(Stored items from a collection)
---*---

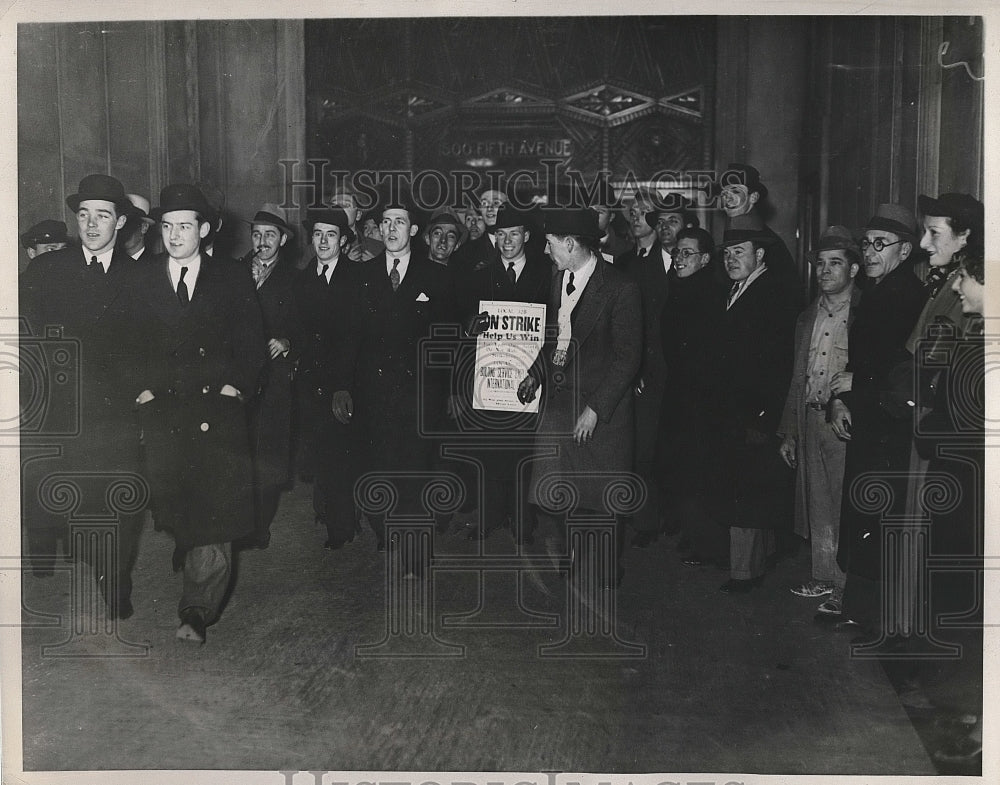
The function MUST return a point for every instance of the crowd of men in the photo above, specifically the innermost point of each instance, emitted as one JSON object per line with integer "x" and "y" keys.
{"x": 671, "y": 356}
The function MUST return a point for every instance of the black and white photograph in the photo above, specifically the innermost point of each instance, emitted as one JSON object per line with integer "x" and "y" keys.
{"x": 534, "y": 393}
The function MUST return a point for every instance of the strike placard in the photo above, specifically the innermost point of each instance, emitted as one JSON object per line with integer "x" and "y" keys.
{"x": 504, "y": 352}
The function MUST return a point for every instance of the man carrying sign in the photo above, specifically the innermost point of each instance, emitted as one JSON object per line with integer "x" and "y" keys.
{"x": 513, "y": 276}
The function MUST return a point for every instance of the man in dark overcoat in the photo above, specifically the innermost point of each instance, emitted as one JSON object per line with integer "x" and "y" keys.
{"x": 877, "y": 441}
{"x": 402, "y": 295}
{"x": 326, "y": 294}
{"x": 586, "y": 367}
{"x": 754, "y": 366}
{"x": 197, "y": 352}
{"x": 271, "y": 413}
{"x": 80, "y": 290}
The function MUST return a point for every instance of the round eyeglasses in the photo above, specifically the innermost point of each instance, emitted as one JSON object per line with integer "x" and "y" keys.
{"x": 878, "y": 244}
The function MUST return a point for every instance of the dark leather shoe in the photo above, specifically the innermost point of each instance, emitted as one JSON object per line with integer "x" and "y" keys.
{"x": 192, "y": 626}
{"x": 643, "y": 539}
{"x": 740, "y": 586}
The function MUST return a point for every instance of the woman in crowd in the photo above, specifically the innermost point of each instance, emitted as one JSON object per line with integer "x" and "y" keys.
{"x": 687, "y": 443}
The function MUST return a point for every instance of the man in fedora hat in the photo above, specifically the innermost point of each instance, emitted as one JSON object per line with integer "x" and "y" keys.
{"x": 641, "y": 232}
{"x": 809, "y": 444}
{"x": 80, "y": 290}
{"x": 198, "y": 347}
{"x": 754, "y": 365}
{"x": 271, "y": 413}
{"x": 132, "y": 237}
{"x": 586, "y": 367}
{"x": 445, "y": 233}
{"x": 741, "y": 194}
{"x": 876, "y": 440}
{"x": 653, "y": 275}
{"x": 326, "y": 295}
{"x": 402, "y": 296}
{"x": 44, "y": 236}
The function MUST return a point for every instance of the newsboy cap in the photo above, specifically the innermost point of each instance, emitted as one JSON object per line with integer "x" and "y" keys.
{"x": 896, "y": 219}
{"x": 334, "y": 216}
{"x": 183, "y": 196}
{"x": 743, "y": 174}
{"x": 47, "y": 231}
{"x": 268, "y": 214}
{"x": 102, "y": 187}
{"x": 139, "y": 208}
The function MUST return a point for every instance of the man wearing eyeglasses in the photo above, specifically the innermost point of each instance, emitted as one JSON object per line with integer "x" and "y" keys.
{"x": 809, "y": 444}
{"x": 754, "y": 365}
{"x": 653, "y": 275}
{"x": 876, "y": 442}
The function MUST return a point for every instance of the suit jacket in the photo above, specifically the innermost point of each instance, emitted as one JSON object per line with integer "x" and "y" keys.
{"x": 394, "y": 390}
{"x": 879, "y": 442}
{"x": 196, "y": 439}
{"x": 793, "y": 417}
{"x": 328, "y": 315}
{"x": 601, "y": 364}
{"x": 272, "y": 410}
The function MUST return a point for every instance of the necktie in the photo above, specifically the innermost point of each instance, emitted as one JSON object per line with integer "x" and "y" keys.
{"x": 732, "y": 293}
{"x": 182, "y": 293}
{"x": 394, "y": 275}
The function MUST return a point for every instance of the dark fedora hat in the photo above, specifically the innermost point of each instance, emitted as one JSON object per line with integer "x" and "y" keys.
{"x": 47, "y": 231}
{"x": 732, "y": 237}
{"x": 896, "y": 219}
{"x": 102, "y": 187}
{"x": 445, "y": 217}
{"x": 677, "y": 205}
{"x": 964, "y": 208}
{"x": 578, "y": 222}
{"x": 183, "y": 196}
{"x": 334, "y": 216}
{"x": 268, "y": 214}
{"x": 836, "y": 238}
{"x": 741, "y": 174}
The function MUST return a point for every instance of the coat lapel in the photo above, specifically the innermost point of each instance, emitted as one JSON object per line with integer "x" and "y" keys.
{"x": 589, "y": 308}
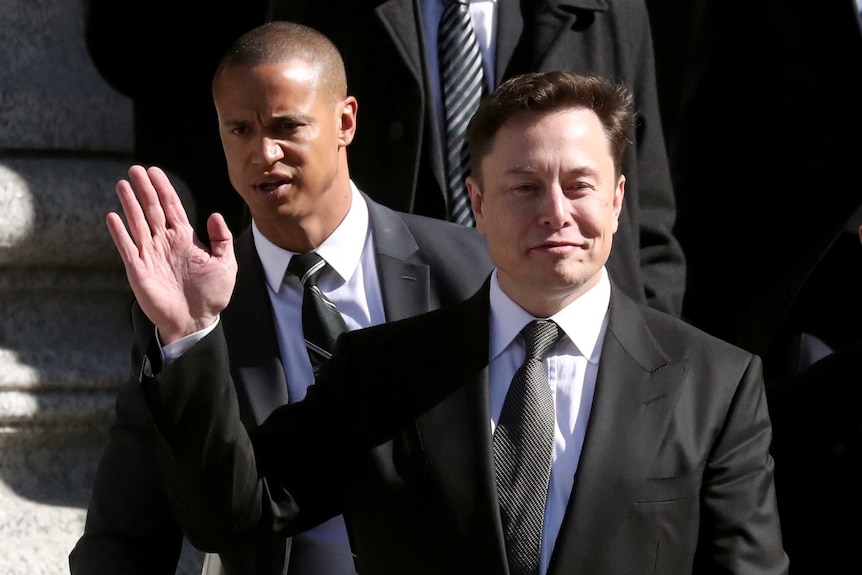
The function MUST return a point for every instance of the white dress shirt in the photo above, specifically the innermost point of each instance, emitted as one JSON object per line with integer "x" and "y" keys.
{"x": 572, "y": 365}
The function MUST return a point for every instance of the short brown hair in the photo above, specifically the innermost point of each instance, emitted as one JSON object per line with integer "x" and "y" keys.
{"x": 542, "y": 92}
{"x": 280, "y": 41}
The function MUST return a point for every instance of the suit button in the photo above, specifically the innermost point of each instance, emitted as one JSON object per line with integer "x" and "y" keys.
{"x": 396, "y": 131}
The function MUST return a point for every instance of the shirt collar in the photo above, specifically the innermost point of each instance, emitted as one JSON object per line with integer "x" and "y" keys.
{"x": 341, "y": 250}
{"x": 582, "y": 320}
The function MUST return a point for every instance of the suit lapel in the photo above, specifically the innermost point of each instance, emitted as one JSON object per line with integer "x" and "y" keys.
{"x": 250, "y": 332}
{"x": 456, "y": 438}
{"x": 404, "y": 285}
{"x": 635, "y": 391}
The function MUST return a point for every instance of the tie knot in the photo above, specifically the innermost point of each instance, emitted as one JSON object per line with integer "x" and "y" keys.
{"x": 539, "y": 336}
{"x": 306, "y": 266}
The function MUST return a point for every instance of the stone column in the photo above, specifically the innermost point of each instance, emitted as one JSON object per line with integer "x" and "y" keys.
{"x": 65, "y": 139}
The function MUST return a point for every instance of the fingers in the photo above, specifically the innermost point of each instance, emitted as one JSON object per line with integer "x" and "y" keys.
{"x": 173, "y": 210}
{"x": 127, "y": 249}
{"x": 221, "y": 240}
{"x": 147, "y": 197}
{"x": 139, "y": 227}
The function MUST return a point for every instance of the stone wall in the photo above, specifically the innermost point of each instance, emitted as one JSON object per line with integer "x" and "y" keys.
{"x": 65, "y": 139}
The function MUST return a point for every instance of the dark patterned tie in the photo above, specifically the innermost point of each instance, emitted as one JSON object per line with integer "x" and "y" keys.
{"x": 321, "y": 322}
{"x": 523, "y": 444}
{"x": 461, "y": 83}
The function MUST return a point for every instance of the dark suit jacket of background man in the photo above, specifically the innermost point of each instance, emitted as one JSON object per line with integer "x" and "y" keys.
{"x": 396, "y": 153}
{"x": 420, "y": 268}
{"x": 404, "y": 447}
{"x": 766, "y": 158}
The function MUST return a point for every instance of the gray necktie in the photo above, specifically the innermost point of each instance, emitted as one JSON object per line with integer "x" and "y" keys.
{"x": 461, "y": 82}
{"x": 321, "y": 322}
{"x": 523, "y": 444}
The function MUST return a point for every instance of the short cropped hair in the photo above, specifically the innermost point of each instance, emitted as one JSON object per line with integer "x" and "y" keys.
{"x": 281, "y": 41}
{"x": 543, "y": 92}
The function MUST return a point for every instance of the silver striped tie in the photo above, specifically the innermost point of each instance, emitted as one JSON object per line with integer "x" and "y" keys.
{"x": 523, "y": 444}
{"x": 461, "y": 81}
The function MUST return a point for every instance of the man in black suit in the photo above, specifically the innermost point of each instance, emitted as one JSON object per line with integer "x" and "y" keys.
{"x": 657, "y": 447}
{"x": 772, "y": 243}
{"x": 385, "y": 47}
{"x": 285, "y": 122}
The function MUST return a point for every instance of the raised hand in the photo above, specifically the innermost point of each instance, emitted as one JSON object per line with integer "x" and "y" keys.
{"x": 179, "y": 283}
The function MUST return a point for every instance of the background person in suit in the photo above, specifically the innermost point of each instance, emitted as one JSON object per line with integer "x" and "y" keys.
{"x": 772, "y": 247}
{"x": 389, "y": 50}
{"x": 660, "y": 432}
{"x": 285, "y": 122}
{"x": 148, "y": 51}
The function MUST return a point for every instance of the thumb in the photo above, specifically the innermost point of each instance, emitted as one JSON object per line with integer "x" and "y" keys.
{"x": 221, "y": 240}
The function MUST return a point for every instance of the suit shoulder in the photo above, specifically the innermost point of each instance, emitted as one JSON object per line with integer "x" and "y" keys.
{"x": 450, "y": 242}
{"x": 678, "y": 334}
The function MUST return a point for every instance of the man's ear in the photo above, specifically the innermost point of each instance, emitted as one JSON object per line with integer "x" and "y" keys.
{"x": 475, "y": 192}
{"x": 347, "y": 110}
{"x": 619, "y": 195}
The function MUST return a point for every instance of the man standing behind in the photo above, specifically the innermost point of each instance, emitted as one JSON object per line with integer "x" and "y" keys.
{"x": 393, "y": 52}
{"x": 285, "y": 122}
{"x": 648, "y": 440}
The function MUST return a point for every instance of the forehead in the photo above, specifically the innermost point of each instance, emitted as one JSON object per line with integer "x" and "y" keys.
{"x": 265, "y": 83}
{"x": 557, "y": 137}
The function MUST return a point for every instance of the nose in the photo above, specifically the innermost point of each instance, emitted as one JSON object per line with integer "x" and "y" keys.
{"x": 270, "y": 150}
{"x": 555, "y": 208}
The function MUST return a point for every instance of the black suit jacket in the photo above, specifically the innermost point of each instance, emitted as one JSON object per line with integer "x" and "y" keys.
{"x": 766, "y": 161}
{"x": 675, "y": 474}
{"x": 422, "y": 264}
{"x": 383, "y": 49}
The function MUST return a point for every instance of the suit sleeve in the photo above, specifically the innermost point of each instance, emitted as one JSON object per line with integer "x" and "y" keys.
{"x": 227, "y": 485}
{"x": 740, "y": 528}
{"x": 130, "y": 527}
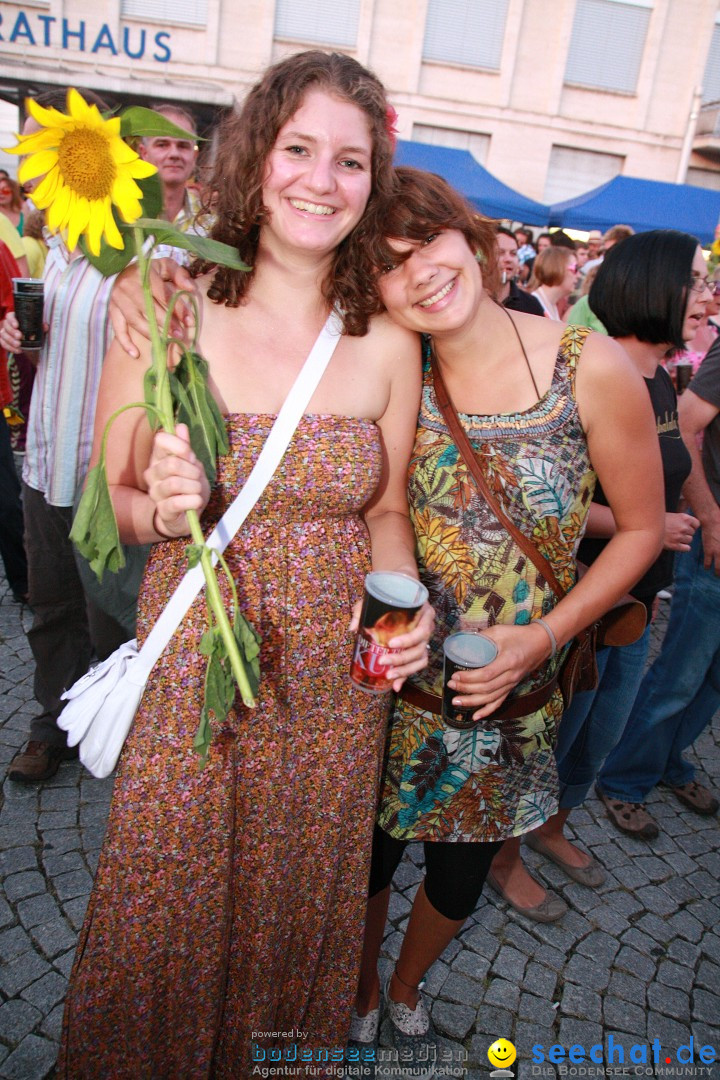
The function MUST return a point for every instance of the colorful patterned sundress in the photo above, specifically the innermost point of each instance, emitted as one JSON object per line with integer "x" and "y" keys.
{"x": 231, "y": 900}
{"x": 499, "y": 779}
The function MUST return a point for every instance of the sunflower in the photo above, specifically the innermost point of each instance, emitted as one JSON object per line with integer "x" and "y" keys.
{"x": 85, "y": 167}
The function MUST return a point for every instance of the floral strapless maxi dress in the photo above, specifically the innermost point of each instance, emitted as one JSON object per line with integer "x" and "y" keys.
{"x": 229, "y": 900}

---*---

- _WORK TO DO_
Extract the run of lines beginning with the line that holds "of the nose" and ending at the last line of the data, inclusive. Exclude any pictures from the copy.

- _TASK RESULT_
The function MUST return a point for every instance of the nose in the photo above, specifically the innermost point of each instance, emitted as one JSON object per line with integer "x" and "y" keys.
{"x": 270, "y": 150}
{"x": 555, "y": 208}
The function MUST return a point for every instance of the black suit jacket in the photo above, specifically the innermost point of each instance, emitted as one JSON object per line with integer "x" and "y" keys.
{"x": 766, "y": 161}
{"x": 675, "y": 474}
{"x": 422, "y": 264}
{"x": 383, "y": 49}
The function MUST return a point for every instance of the suit sleeve in the photo above, specifically the innermost point of each instance, emitted as one JSON object per line with integer "x" and "y" keys.
{"x": 227, "y": 485}
{"x": 740, "y": 528}
{"x": 130, "y": 527}
The function MUST return a point for every instance of the colorful patterned sundress in the photo above, specifically the innermost point of each instance, emitted as one JSON object per line with integer "x" and "y" keys.
{"x": 231, "y": 900}
{"x": 499, "y": 779}
The function MUST return a point for every instance of the sunflower in the photo above, specifically the innermost point of each instance, emitted as one JSON object per line with integer "x" and "y" keys.
{"x": 85, "y": 167}
The function MUST return a point for every instance of the floral strapless maxi dress in the photo above, specifically the innermost point of each instance, emitted as one JSON object per line with integer "x" and "y" keys.
{"x": 229, "y": 900}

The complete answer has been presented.